▶ _Do this_:
Format every line of the entries below as a JSON array of strings, one string per line, leaving out blank lines.
* Begin Entries *
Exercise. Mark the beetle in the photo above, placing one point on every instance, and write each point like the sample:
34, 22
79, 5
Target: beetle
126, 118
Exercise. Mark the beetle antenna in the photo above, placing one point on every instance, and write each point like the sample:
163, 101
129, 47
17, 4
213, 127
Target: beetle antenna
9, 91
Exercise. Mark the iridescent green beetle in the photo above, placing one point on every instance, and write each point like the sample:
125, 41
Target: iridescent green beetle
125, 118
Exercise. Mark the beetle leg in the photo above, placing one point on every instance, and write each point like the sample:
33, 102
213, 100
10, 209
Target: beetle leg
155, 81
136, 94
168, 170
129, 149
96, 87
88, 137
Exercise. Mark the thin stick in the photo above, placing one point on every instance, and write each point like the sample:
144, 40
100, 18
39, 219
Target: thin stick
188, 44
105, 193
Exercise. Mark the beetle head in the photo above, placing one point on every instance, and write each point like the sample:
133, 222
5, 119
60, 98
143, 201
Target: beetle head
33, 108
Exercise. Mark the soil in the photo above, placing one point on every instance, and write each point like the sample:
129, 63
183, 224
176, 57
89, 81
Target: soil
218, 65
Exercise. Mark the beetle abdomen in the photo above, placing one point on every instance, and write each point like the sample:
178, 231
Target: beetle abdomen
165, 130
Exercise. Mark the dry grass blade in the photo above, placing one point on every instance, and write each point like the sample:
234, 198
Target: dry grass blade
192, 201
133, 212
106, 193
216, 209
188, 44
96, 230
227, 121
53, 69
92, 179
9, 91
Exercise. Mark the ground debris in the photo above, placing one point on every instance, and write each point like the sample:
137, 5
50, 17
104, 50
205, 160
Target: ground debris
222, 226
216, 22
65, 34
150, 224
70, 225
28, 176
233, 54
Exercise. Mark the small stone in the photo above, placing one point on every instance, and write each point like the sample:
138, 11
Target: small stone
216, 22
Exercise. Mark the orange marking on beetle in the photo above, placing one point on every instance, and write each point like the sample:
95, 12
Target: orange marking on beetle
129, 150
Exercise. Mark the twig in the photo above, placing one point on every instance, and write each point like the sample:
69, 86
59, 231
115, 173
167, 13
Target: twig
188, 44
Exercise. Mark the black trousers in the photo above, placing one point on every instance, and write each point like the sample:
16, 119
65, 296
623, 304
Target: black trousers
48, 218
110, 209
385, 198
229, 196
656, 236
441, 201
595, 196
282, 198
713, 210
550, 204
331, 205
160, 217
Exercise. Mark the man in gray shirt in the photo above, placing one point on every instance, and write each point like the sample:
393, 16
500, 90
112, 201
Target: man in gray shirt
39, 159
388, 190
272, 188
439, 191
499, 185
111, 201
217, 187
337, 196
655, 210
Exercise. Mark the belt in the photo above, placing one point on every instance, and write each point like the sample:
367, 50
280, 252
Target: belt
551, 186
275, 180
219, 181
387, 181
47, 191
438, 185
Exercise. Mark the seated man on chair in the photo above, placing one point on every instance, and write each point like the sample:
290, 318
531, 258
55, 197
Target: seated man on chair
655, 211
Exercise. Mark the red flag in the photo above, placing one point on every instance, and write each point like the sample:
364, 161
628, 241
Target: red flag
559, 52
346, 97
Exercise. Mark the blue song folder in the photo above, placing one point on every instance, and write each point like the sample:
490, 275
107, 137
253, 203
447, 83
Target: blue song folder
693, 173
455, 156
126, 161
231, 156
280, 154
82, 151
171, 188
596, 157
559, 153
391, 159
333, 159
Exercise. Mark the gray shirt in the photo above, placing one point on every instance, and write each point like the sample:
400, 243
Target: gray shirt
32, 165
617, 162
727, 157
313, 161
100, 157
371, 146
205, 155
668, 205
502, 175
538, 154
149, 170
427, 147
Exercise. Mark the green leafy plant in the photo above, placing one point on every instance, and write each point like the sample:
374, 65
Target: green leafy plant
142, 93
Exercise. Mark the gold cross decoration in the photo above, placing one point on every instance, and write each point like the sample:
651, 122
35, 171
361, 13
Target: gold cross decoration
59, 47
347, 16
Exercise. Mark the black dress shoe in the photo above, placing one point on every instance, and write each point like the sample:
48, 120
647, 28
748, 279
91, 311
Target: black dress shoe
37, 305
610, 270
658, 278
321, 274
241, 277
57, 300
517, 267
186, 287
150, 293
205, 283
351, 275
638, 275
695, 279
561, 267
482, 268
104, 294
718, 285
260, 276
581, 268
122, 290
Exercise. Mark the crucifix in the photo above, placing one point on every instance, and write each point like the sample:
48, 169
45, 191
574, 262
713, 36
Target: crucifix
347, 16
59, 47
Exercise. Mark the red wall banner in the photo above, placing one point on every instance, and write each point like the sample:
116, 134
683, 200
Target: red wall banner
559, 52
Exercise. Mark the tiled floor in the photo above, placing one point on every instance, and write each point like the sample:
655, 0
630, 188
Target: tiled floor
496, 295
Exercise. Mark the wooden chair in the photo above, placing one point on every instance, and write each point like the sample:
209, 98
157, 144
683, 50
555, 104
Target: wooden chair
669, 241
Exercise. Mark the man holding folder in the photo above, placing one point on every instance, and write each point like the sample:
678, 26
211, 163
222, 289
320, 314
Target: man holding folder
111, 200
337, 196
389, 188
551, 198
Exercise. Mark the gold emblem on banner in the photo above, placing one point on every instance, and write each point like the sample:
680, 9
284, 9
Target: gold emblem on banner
* End Entries *
▶ _Final answer_:
[
  "Exercise. Mark the beetle in the photo above, placing one point on every instance, and write each point like the sample:",
  "34, 22",
  "79, 5",
  "Target: beetle",
  "126, 118",
  "Exercise. Mark the beetle antenna in the photo above, placing one point on every instance, and write each point like the sample:",
  "163, 101",
  "129, 47",
  "17, 4",
  "213, 127",
  "Target: beetle antenna",
  "9, 91",
  "Exercise. Mark the iridescent green beetle in the photo above, placing one point on every instance, and write each point like the sample:",
  "125, 41",
  "Target: iridescent green beetle",
  "125, 118",
  "Exercise. Mark the beetle leg in the photo above, placing one point on every instance, and write each point like the sample:",
  "33, 102",
  "213, 100",
  "10, 209",
  "Target: beetle leg",
  "155, 81",
  "136, 94",
  "168, 170",
  "129, 149",
  "96, 87",
  "88, 137",
  "Exercise. Mark the thin stick in the photo above, placing one point on every instance, and write each point like the sample:",
  "144, 40",
  "100, 18",
  "39, 219",
  "Target: thin stick",
  "188, 44",
  "105, 193",
  "Exercise. Mark the beetle head in the photo above, placing one point on every instance, and write each point like the sample:",
  "133, 222",
  "5, 119",
  "60, 98",
  "143, 201",
  "Target: beetle head",
  "33, 108",
  "Exercise. Mark the soil in the photo above, placing one point on every instance, and write each point like the sample:",
  "129, 63",
  "183, 224",
  "176, 57",
  "89, 81",
  "Target: soil",
  "218, 65",
  "Exercise. Mark the beetle abdomen in the photo above, placing one point on every instance, and write each point like the sample:",
  "178, 231",
  "Target: beetle abdomen",
  "165, 130",
  "Exercise. Mark the dry grass blade in the photo above, placing one point on every instance, and write each point like the sample:",
  "234, 198",
  "Target: dry grass blade",
  "192, 201",
  "133, 212",
  "106, 193",
  "216, 209",
  "188, 44",
  "96, 230",
  "227, 121",
  "53, 69",
  "92, 179",
  "9, 91",
  "Exercise. Mark the ground debris in the photo above, placing one point on every instance, and write each point like the sample:",
  "137, 5",
  "50, 17",
  "104, 50",
  "205, 160",
  "Target: ground debris",
  "222, 226",
  "216, 22",
  "65, 34",
  "150, 224",
  "70, 225",
  "28, 176",
  "233, 54",
  "Exercise. Mark the small stone in the photo above, placing one point on every instance, and write each point like the sample:",
  "138, 11",
  "Target: small stone",
  "216, 22",
  "Exercise. Mark the orange marking on beetle in the photo above, placing one point on every instance, and write each point like the sample:",
  "95, 12",
  "Target: orange marking on beetle",
  "129, 150",
  "Exercise. Mark the twig in the photo above, placing one point on every instance, and write each point like the sample:",
  "69, 86",
  "59, 231",
  "115, 173",
  "167, 13",
  "Target: twig",
  "188, 44",
  "Exercise. Mark the black trousers in the photo above, placing one point on every instance, and write each point like the sample:",
  "16, 119",
  "65, 296",
  "623, 304",
  "Target: black trousers",
  "48, 218",
  "110, 209",
  "385, 198",
  "229, 196",
  "656, 236",
  "441, 201",
  "595, 196",
  "282, 198",
  "713, 210",
  "550, 204",
  "331, 205",
  "160, 217",
  "Exercise. Mark the man in gray shirt in the photo above, placing one point on every instance, and write each point like the sample:",
  "393, 16",
  "500, 90",
  "112, 201",
  "Target: man in gray shirt",
  "39, 159",
  "388, 190",
  "272, 188",
  "439, 191",
  "499, 185",
  "111, 201",
  "217, 187",
  "337, 196",
  "655, 210",
  "Exercise. Mark the belt in the photo above, placing one point on every instance, and write each point like the sample:",
  "367, 50",
  "280, 252",
  "Target: belt",
  "551, 186",
  "275, 180",
  "219, 181",
  "387, 181",
  "47, 191",
  "438, 185",
  "Exercise. Mark the seated man on chair in the photo above, placing one point on every instance, and write each point like the sample:",
  "290, 318",
  "531, 258",
  "55, 197",
  "Target: seated man on chair",
  "655, 211",
  "Exercise. Mark the red flag in the photo above, placing one point on every instance, and write each point like the sample:",
  "364, 161",
  "628, 241",
  "Target: red flag",
  "559, 52",
  "346, 97",
  "Exercise. Mark the blue song folder in the photo above, placing one point on every instance, and write each point like the sample:",
  "490, 275",
  "107, 137",
  "253, 203",
  "447, 83",
  "Target: blue song folder",
  "693, 173",
  "455, 156",
  "126, 161",
  "231, 156",
  "280, 154",
  "82, 151",
  "171, 188",
  "596, 157",
  "559, 153",
  "391, 159",
  "333, 159",
  "Exercise. Mark the gray shirt in the photo above, placing one point on every instance, and write each point like the sample:",
  "400, 243",
  "Target: gray shirt",
  "32, 165",
  "617, 162",
  "727, 157",
  "313, 161",
  "100, 157",
  "371, 146",
  "205, 155",
  "668, 205",
  "502, 175",
  "538, 154",
  "149, 170",
  "427, 147",
  "Exercise. Mark the green leafy plant in the photo above, placing one point on every instance, and write each point like the sample:",
  "374, 65",
  "Target: green leafy plant",
  "142, 93",
  "Exercise. Mark the gold cross decoration in the photo above, placing one point on every instance, and write each point like the sample:",
  "651, 122",
  "35, 171",
  "361, 13",
  "Target: gold cross decoration",
  "59, 47",
  "347, 16",
  "Exercise. Mark the black dress shoe in the photo above, placing one point on every instance, and write each point like the sample:",
  "48, 120",
  "647, 28",
  "748, 279",
  "91, 311",
  "Target: black dress shoe",
  "37, 305",
  "610, 270",
  "658, 278",
  "321, 274",
  "241, 277",
  "57, 300",
  "517, 267",
  "186, 287",
  "150, 293",
  "205, 283",
  "351, 275",
  "638, 275",
  "695, 279",
  "561, 267",
  "482, 268",
  "104, 294",
  "718, 285",
  "260, 276",
  "581, 268",
  "122, 290",
  "Exercise. Mark the crucifix in the photo above, placing one point on every instance, and write each point like the sample:",
  "48, 169",
  "45, 191",
  "574, 262",
  "713, 36",
  "Target: crucifix",
  "347, 16",
  "59, 47",
  "Exercise. Mark the red wall banner in the photo above, placing one point on every instance, and write each point like the sample:",
  "116, 134",
  "683, 200",
  "Target: red wall banner",
  "559, 52",
  "Exercise. Mark the tiled floor in the photo above, placing one point on every instance, and write each point like the sample:",
  "655, 0",
  "630, 188",
  "Target: tiled floor",
  "496, 295",
  "Exercise. Mark the wooden chair in the photo above, placing one point on every instance, and write each point like the sample:",
  "209, 98",
  "157, 144",
  "683, 50",
  "555, 104",
  "Target: wooden chair",
  "669, 241",
  "Exercise. Mark the man holding folder in the photo above, placing one point on every instance, and write each point like the sample:",
  "678, 26",
  "211, 163",
  "222, 289",
  "320, 314",
  "Target: man holding folder",
  "111, 200",
  "337, 196",
  "389, 188",
  "551, 198",
  "Exercise. Mark the gold emblem on banner in the photo above, placing one point on every instance, and write each point like the sample:",
  "680, 9",
  "284, 9",
  "Target: gold emblem on banner"
]